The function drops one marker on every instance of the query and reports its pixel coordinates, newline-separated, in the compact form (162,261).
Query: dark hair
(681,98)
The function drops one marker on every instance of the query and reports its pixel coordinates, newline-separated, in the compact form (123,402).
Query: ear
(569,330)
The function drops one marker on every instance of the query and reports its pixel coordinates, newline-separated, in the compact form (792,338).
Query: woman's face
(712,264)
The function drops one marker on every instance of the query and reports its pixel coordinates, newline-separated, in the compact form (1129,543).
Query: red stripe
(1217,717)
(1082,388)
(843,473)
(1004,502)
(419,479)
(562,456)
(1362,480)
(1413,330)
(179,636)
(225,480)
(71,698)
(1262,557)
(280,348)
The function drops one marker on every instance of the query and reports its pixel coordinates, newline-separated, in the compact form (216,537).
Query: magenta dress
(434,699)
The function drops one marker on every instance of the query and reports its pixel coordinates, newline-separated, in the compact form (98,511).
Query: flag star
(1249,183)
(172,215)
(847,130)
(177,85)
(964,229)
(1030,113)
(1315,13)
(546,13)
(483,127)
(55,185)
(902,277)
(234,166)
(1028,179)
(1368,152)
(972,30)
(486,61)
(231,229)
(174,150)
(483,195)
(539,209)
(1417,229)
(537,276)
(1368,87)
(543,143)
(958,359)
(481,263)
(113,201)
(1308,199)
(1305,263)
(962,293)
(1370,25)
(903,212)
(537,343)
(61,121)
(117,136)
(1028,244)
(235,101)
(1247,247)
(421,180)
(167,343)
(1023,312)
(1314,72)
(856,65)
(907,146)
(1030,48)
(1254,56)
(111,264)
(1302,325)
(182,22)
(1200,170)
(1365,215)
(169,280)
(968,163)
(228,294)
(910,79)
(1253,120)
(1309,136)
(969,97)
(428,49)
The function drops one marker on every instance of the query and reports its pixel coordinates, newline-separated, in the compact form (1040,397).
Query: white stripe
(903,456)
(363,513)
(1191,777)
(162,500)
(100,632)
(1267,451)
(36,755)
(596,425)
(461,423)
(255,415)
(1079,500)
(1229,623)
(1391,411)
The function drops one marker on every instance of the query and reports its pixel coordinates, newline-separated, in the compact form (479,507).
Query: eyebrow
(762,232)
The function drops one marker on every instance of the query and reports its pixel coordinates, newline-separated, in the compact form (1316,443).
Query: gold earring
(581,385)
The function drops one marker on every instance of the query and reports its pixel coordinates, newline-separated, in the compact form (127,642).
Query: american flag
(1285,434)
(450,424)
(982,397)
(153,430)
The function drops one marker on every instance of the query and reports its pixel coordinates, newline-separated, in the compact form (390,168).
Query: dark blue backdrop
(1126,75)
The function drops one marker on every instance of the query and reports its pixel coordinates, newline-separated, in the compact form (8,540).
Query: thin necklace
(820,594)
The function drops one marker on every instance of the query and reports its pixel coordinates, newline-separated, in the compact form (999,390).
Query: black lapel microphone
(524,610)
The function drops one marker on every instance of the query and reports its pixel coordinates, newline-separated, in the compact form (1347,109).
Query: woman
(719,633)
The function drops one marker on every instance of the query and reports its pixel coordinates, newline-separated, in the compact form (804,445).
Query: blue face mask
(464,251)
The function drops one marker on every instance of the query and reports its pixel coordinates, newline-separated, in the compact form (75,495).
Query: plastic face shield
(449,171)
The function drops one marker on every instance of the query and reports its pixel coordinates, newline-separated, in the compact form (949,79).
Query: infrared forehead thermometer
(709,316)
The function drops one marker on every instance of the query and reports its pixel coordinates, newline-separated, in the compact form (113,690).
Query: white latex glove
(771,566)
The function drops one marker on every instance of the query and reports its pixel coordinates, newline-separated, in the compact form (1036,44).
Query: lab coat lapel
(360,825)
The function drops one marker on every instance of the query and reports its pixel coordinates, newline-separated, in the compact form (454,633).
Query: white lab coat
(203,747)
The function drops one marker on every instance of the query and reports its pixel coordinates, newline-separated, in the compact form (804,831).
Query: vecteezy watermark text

=====

▸ **STATED GOAL**
Write out all of the records above line for line, copying each one without any change.

▸ **RESULT**
The function drops one marker on every instance of the query and reports its pixel coordinates, newline-separated, in the compact form (162,261).
Query: dark hair
(681,98)
The function drops one marker on every instance of the query and reports its pixel coordinates, newline-separated, in the compact form (123,402).
Query: ear
(569,330)
The function drops one marker on every instance of the query and reports its pixel coordinates, newline-separated, in the compact form (792,338).
Query: woman's face
(712,264)
The function drops one marker on every instance of the query and reports its pixel coordinates, newline-separated, in the compact form (1129,543).
Query: red stripe
(1217,717)
(1082,388)
(843,473)
(1004,502)
(419,479)
(562,456)
(1362,480)
(1413,330)
(179,636)
(225,480)
(71,698)
(1262,557)
(280,348)
The function drops one marker on every instance of the query and reports its pixel coordinates, newline-separated, in the compact form (216,537).
Query: magenta dress
(434,699)
The function drops one marker on every instance of the query and reports its pixel coordinates, newline-separated, in the compact form (98,511).
Query: flag star
(1249,183)
(172,215)
(847,130)
(177,85)
(964,229)
(1030,113)
(1315,13)
(546,13)
(483,127)
(55,185)
(902,277)
(234,166)
(1028,179)
(1368,152)
(972,30)
(486,61)
(231,229)
(174,150)
(483,195)
(539,209)
(1417,229)
(537,276)
(1368,87)
(543,143)
(958,359)
(481,263)
(113,201)
(1308,199)
(1305,263)
(962,293)
(1370,25)
(903,212)
(537,343)
(61,121)
(117,136)
(1028,244)
(235,101)
(1247,247)
(421,180)
(167,343)
(1023,312)
(1314,72)
(856,65)
(907,146)
(1030,48)
(1254,56)
(111,264)
(1302,325)
(182,22)
(1200,170)
(1365,215)
(169,280)
(968,163)
(228,294)
(910,79)
(1253,120)
(1309,136)
(969,97)
(428,49)
The function drops one marker on every instance of the query and reports its pixel coordinates, newline-separated, in the compact form (1040,397).
Query: white stripe
(903,456)
(363,513)
(1191,777)
(162,500)
(100,632)
(1267,451)
(36,755)
(596,425)
(461,423)
(255,415)
(1079,500)
(1229,623)
(1391,411)
The function drops one marker on every instance of the query and reports its pixel coordinates, newline-separated, in the compact form (479,507).
Query: eyebrow
(762,232)
The function drops one marker on every instance of the query and reports its pixel coordinates, newline-separated, in the compact form (1316,443).
Query: gold earring
(581,385)
The function drops one marker on every instance of the query and reports its pixel coordinates, newline-separated, in the compact form (127,642).
Query: american flag
(1285,434)
(450,424)
(982,397)
(153,430)
The function drops one marker on every instance of the query and reports its pixel coordinates, newline-separated, in the compact form (390,168).
Query: dark blue backdrop
(1126,75)
The function drops one marker on every instance of the query and reports its pixel coordinates, newline-separated, in the compact form (8,540).
Query: thin necklace
(820,594)
The function drops one marker on every instance of the query and reports its pixel coordinates, newline-separated, in the compact form (999,390).
Query: black lapel microphone
(524,610)
The function drops one marker on every instance of the query and reports its pixel coordinates, newline-separated, in the compact form (1347,109).
Query: woman
(719,633)
The function drops one marker on every instance of the query and reports its pixel coordinates, newline-separated, in the compact form (804,445).
Query: blue face mask
(464,251)
The function drops one marker on every instance of the query and reports its pixel coordinates, newline-separated, in the compact form (75,495).
Query: plastic face shield
(449,171)
The function drops one marker on every instance of the query and reports its pixel coordinates, newline-separated, in the compact form (949,79).
Query: infrared forehead thermometer
(709,316)
The function drops one marker on every instance of the query and reports its pixel coordinates, newline-separated, in the compact form (113,690).
Query: white latex glove
(771,566)
The function drops one marker on every instance of the query and reports its pixel coordinates, newline-separated, in the compact form (1036,44).
Query: lab coat lapel
(360,825)
The function drops one marker on every instance of the query and reports its pixel coordinates, newline-separated, in the compact form (454,633).
Query: white lab coat
(203,747)
The function drops one marker on every instance of the query and reports its pixel coordinates, newline-separated, in the compact form (804,831).
Query: vecteezy watermark text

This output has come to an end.